*Supplied records*.
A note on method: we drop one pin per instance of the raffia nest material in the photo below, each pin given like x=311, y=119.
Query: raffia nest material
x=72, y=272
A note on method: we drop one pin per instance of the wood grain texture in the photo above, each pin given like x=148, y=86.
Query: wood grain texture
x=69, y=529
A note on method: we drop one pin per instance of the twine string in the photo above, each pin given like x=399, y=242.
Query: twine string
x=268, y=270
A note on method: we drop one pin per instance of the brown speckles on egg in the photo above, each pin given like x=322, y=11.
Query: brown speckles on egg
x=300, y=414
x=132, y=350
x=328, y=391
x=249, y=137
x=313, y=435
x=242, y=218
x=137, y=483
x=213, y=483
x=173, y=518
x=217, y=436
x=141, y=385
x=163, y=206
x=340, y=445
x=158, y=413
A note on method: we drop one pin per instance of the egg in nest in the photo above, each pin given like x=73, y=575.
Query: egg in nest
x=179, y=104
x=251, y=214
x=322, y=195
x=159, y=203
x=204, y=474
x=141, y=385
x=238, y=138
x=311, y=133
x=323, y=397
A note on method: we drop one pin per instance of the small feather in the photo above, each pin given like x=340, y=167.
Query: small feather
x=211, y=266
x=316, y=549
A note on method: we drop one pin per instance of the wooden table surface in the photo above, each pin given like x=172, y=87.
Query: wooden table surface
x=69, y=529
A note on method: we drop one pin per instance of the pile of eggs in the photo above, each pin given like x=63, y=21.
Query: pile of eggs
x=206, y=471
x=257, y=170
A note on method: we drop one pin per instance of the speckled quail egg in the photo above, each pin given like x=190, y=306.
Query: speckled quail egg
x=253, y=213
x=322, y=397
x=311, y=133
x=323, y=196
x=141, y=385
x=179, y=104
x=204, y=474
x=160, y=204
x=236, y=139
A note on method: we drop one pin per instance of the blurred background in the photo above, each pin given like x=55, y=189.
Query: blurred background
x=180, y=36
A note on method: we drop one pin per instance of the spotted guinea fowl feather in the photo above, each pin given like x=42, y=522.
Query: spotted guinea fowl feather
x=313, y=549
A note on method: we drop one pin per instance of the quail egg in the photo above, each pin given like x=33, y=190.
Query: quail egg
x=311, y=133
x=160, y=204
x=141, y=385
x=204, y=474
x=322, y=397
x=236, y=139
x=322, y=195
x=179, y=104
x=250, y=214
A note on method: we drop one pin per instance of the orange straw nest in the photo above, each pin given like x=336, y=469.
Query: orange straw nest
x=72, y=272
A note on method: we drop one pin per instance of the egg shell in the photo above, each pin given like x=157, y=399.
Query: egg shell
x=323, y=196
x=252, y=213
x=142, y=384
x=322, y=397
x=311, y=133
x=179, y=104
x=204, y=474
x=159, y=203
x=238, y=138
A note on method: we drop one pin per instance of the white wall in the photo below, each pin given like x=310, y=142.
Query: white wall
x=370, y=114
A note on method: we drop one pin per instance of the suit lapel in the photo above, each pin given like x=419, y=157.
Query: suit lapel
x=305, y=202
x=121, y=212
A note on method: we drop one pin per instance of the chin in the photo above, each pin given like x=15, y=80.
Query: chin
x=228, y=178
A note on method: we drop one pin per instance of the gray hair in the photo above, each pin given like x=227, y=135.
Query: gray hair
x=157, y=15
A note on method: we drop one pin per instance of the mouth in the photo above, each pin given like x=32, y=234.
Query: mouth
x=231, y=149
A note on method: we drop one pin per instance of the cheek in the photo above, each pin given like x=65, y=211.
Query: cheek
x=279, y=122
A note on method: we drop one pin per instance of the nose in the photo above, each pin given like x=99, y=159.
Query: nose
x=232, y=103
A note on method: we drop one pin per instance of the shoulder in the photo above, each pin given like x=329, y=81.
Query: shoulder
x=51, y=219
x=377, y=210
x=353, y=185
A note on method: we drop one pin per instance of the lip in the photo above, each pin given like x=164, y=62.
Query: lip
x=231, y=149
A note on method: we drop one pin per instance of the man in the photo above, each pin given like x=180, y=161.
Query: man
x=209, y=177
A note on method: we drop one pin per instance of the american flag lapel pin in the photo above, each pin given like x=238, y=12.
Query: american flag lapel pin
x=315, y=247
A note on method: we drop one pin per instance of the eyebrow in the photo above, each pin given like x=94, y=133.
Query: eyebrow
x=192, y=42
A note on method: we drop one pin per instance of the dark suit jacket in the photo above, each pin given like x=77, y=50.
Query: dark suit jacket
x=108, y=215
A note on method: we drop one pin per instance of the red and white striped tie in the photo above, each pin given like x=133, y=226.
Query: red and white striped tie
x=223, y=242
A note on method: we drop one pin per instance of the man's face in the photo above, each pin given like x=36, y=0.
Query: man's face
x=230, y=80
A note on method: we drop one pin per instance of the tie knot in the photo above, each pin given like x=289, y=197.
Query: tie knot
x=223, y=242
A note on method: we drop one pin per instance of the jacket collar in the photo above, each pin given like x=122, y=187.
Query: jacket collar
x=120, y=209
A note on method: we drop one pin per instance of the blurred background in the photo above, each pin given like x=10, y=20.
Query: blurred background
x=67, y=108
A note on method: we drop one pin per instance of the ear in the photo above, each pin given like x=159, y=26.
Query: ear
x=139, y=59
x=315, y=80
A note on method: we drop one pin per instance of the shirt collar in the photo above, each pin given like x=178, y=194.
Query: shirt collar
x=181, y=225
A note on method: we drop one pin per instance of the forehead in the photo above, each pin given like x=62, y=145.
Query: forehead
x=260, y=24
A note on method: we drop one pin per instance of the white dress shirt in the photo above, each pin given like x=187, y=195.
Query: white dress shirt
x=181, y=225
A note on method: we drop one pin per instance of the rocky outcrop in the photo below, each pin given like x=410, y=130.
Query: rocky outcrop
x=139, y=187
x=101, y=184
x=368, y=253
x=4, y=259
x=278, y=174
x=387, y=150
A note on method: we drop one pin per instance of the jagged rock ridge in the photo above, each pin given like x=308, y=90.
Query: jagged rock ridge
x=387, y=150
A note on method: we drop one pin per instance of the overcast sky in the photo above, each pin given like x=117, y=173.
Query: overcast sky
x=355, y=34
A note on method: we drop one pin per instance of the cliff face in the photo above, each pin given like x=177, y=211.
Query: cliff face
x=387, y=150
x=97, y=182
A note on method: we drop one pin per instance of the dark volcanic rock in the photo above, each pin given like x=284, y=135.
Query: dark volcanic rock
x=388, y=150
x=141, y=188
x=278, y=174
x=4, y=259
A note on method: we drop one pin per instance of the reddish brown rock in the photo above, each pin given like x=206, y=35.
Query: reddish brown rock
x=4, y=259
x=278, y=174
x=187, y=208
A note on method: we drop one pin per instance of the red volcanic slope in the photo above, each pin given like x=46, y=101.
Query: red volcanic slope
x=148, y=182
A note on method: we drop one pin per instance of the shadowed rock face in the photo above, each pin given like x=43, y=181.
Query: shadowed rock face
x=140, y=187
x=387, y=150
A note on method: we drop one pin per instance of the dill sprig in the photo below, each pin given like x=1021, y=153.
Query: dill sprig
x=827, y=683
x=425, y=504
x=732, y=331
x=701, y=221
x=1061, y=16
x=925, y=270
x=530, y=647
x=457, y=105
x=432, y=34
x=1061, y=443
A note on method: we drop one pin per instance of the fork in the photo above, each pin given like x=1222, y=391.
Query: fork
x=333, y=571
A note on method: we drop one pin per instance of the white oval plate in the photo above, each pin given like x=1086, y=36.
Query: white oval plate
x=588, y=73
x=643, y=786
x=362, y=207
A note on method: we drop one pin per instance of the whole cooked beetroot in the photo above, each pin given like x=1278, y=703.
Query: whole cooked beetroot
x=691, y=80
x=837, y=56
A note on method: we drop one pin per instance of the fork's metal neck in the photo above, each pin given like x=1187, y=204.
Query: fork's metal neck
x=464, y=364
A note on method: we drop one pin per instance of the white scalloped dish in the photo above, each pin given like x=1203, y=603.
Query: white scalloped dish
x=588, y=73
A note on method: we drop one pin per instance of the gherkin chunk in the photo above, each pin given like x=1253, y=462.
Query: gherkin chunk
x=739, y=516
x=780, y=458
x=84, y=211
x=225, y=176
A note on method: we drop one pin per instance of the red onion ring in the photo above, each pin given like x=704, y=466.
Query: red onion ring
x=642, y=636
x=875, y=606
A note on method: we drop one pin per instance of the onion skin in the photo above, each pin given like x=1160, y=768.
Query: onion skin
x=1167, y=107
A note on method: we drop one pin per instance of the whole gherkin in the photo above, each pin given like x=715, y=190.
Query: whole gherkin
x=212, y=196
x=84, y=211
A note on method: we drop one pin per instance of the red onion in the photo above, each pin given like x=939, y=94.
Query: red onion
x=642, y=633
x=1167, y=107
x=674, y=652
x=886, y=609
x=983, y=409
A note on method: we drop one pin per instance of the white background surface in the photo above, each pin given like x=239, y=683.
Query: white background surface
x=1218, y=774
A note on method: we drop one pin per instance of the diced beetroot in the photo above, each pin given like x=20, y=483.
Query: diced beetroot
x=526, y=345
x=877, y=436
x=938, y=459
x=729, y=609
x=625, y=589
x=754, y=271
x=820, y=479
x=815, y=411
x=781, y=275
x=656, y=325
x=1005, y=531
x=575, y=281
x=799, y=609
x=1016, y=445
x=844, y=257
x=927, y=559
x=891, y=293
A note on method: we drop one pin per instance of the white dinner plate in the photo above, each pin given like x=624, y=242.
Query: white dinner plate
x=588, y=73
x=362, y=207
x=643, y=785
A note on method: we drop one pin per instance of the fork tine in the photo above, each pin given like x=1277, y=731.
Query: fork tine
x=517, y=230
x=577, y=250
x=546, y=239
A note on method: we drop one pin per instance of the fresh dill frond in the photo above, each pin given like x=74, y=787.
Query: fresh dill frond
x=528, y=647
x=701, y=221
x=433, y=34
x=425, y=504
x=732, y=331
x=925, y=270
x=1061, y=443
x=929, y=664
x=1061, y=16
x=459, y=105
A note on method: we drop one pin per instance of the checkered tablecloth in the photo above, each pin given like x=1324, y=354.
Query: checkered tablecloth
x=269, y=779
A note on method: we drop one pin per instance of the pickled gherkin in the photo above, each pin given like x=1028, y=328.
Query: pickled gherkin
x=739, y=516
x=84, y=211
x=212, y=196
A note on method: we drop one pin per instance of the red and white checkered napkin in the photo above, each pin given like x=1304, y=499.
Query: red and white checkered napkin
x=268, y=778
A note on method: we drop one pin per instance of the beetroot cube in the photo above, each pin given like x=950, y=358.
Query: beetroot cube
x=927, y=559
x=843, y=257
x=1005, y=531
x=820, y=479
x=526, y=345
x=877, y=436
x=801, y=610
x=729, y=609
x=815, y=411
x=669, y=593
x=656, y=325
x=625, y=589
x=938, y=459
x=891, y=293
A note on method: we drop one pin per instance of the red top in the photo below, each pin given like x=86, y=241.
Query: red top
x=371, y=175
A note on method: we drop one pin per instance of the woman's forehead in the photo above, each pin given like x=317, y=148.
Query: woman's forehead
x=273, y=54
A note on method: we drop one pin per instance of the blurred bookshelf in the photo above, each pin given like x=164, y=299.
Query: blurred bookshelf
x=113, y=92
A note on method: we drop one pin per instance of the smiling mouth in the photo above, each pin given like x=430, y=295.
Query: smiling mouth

*Your instructions*. Find the line containing "like x=1304, y=499.", then output it and every line after it to the end of the data, exactly.

*Result below*.
A note on method: we drop one pin per instance of the red and white checkered napkin in the photo above, each pin given like x=1304, y=499.
Query: red and white checkered napkin
x=268, y=778
A note on method: we drop one pin per instance of the beetroot cube in the photo above, each pin given like x=950, y=358.
Query: beetroot cube
x=927, y=559
x=843, y=257
x=1005, y=531
x=820, y=479
x=526, y=345
x=877, y=436
x=801, y=610
x=729, y=609
x=815, y=411
x=669, y=593
x=656, y=325
x=625, y=589
x=938, y=459
x=891, y=293
A note on method: we drop one pin per instance of the red top in the photo below, each pin given like x=86, y=241.
Query: red top
x=371, y=175
A note on method: we drop one pin per instance of the woman's forehead in the photo above, each pin given like x=317, y=148.
Query: woman's forehead
x=273, y=54
A note on method: we drop one pin per instance of the blurred bookshelf in the photo above, each pin given like x=164, y=299.
Query: blurred bookshelf
x=113, y=92
A note on method: we drop one pin per instance of the smiling mouth in the photo above, each pin given like x=430, y=295.
Query: smiling mouth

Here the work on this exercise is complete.